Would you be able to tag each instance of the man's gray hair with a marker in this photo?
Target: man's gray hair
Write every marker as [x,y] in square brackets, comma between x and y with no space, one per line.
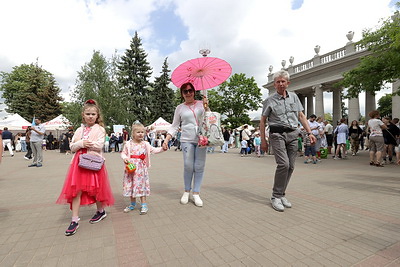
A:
[281,74]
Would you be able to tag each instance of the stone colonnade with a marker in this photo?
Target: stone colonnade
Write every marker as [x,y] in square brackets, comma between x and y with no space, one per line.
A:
[315,95]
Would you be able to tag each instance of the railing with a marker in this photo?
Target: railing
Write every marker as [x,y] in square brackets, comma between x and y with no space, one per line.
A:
[303,66]
[331,56]
[349,48]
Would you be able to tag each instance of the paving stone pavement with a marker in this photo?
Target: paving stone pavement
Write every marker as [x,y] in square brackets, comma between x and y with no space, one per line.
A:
[345,213]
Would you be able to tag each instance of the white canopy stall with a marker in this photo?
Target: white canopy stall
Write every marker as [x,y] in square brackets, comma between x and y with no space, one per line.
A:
[160,125]
[15,122]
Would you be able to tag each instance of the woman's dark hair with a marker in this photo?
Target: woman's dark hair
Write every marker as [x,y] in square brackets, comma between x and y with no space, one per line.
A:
[183,86]
[196,93]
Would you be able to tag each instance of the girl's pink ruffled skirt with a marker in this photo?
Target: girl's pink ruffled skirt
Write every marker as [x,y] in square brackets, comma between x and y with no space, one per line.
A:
[93,184]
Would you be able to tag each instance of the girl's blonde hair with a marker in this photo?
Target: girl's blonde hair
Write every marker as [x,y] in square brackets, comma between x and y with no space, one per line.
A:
[90,104]
[135,126]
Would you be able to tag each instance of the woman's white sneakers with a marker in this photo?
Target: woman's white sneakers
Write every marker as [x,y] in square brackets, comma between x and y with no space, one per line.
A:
[185,198]
[197,200]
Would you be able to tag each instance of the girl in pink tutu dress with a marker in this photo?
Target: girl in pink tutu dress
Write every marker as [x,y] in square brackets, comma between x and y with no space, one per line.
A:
[83,186]
[138,152]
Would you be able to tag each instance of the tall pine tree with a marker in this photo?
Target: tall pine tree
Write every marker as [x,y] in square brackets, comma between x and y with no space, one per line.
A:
[96,81]
[134,72]
[30,90]
[163,104]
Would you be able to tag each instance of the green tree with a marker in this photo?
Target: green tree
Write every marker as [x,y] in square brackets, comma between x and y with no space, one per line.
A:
[96,80]
[235,98]
[134,72]
[30,90]
[382,65]
[163,106]
[385,105]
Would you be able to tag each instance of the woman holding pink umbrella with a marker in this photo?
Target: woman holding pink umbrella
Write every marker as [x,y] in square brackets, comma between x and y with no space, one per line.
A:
[188,116]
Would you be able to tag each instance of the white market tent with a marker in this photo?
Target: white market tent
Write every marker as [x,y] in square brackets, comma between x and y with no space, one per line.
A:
[160,125]
[58,123]
[14,122]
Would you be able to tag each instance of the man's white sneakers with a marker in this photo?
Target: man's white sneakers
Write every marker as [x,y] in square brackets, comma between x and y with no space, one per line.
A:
[197,201]
[185,198]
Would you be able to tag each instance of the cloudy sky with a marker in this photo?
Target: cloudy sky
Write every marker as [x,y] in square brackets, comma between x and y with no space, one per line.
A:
[250,35]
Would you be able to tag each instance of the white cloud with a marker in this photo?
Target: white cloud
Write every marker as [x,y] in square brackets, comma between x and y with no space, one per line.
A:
[250,35]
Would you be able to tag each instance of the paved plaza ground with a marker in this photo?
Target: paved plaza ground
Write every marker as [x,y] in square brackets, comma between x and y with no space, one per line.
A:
[345,213]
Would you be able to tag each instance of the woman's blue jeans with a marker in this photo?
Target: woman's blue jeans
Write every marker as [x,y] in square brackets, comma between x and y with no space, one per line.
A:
[194,159]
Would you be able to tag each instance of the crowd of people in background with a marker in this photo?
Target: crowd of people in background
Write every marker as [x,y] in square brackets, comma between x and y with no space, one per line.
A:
[342,140]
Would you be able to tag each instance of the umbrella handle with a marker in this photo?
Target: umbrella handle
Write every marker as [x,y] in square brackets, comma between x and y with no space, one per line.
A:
[205,104]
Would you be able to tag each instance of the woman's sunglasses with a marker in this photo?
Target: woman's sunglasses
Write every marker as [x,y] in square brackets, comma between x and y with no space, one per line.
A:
[189,91]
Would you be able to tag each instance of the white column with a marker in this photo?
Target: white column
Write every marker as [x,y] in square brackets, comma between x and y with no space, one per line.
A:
____
Problem:
Copy all of the data above word for word, leaving out any pictures.

Completed task:
Would you be able to tag each instance of the man's gray hair with a marker in this photo?
Target: man's gray hair
Write every marker as [x,y] in square brackets, comma between x and y with no space, one per line.
A:
[281,74]
Would you be able to tag each instance of the stone colonnade with a marker in this photo?
Target: stone colonnade
Write every marker as [x,y] in square brackets, comma between x and y with no space, one per line.
A:
[315,95]
Would you be able to tag each instance of the railing with a marker in this photo?
Target: railing
Write every marker as [x,y] in square brackets, comma between x and y with no space, one per line.
A:
[303,66]
[331,56]
[349,48]
Would you be able to tag each instance of the paving stone pavement with a marker in this photo?
Target: paving stone pavement
Write every marker as [x,y] in square brackets, comma between x and y with no space, one per line.
A:
[345,213]
Would you be able to tag each instance of the white canopy stall with a marker in this photo?
Target: white canopy stall
Write every marker as [x,y] in square brackets, comma between x and y with no space, one per line.
A:
[160,125]
[15,122]
Would you be able to tag each instance of the woman's dark hair with a marker in this photo?
Target: woman's dark hair
Write every marker as [x,y] in square brackets, comma between x and y with no space, one per line.
A:
[183,86]
[196,93]
Would you be able to tag each instance of the girl's pink ruffled skirt with a marker in this photo?
Target: girl's pink ruffled skirt
Write every marker as [x,y] in square brackets, comma between x and y with no space, one per line.
A:
[93,184]
Would you be able to tag each instance of the girl's blonde hair with a marker in this photo?
Target: girl's blonde hair
Write every marker as [x,y] in square brackets, comma between x and y with no space, one per line.
A:
[90,104]
[135,126]
Would you be able to tag each instance of the woman's white sneakers with a marker in this photo?
Target: woman's white sneakers
Write every marker as [x,y] in square brackets, comma between x and y with no space, one per line.
A:
[185,198]
[197,200]
Would you be able to tag each instance of the girl in pink tutu dress with a marker in this photo?
Target: girl in pink tutu dress
Write every marker as [x,y] in square brackets, comma between x and y with no space, one per line.
A:
[83,186]
[138,152]
Would you be able to tag each instance of the tall pine tree with a marker in this photo?
Target: tall pine tree
Write every marker as [x,y] in square brackets, comma between x and y with no space, one per line.
A:
[96,81]
[134,72]
[30,90]
[163,104]
Would you be able to tag each instance of the green tree with a marker in this photo?
Target: green tree
Write every marker as [x,y] in square brackets, comma between x and y with no space, one per line.
A:
[96,80]
[235,98]
[134,72]
[30,90]
[382,65]
[163,106]
[385,105]
Would you be able to tag each instance of the woman holding pink umbrella with a marker in this photo?
Target: woman holding pink umbrella
Write every marker as [x,y] in square brackets, comma between x and y with no space, one per line.
A:
[188,116]
Would you be able to tag each instance of the white market tent with a marker in this photo?
Target: white market tent
Write every marker as [x,y] in square brackets, comma between x and y with no space, one per line.
A:
[160,125]
[58,123]
[14,122]
Would you be able to tag each instance of the man's white sneakers with a marker in this photo?
Target: man's white sneakers
Write every marker as [x,y] in square brackets, comma between x and y with no space, one per line.
A:
[197,201]
[185,198]
Would you be able to tag each instance of the cloudy sky with a marker in this photo?
Target: cloudy sky
Write every marker as [x,y] in square brackets, comma between x and y with no space, one per line.
A:
[250,35]
Would you be able to tag each instance of the white cloud with a marker in this photo?
Target: white cloud
Write every marker as [x,y] in square brackets, comma between x and y with no space, one per line.
A:
[250,35]
Would you be able to tag each instance of the paved plaza ground with a marker in this photo?
Target: paved plaza ground
Write every marker as [x,y] in square brackets, comma between x and y with no space, one per line.
A:
[345,213]
Would you be able to tag each instance of the woman's blue jeans with a marker in this photo?
Target: woman's blue jeans
Write every marker as [x,y] in square brackets, comma between x and y with no space, one per line.
A:
[194,159]
Would you be able to tag each instance of the crowd of people in background with a marker in this photo?
Target: crowd of people in background
Write every marker as [x,y] in square brackets, comma between x and y with no space, one per line.
A:
[342,140]
Would you be able to tag each instance of the umbrella handle with a marker in this photo?
Target: umbrella handle
Write every marker as [x,y] in square brackets, comma between x and y with no space, one per line.
A:
[205,104]
Would you be able to tag each instance of the woman's sunglasses with a marker in this photo?
Target: woman's sunglasses
Write every marker as [x,y] in square brackets, comma between x and y with no space, one per line.
A:
[189,91]
Would you be able to tag each instance of the white column with a marker in this photo?
Target: white column
Write every marker as [x,y] in square brackets, comma between x and y with no space, one per line.
A:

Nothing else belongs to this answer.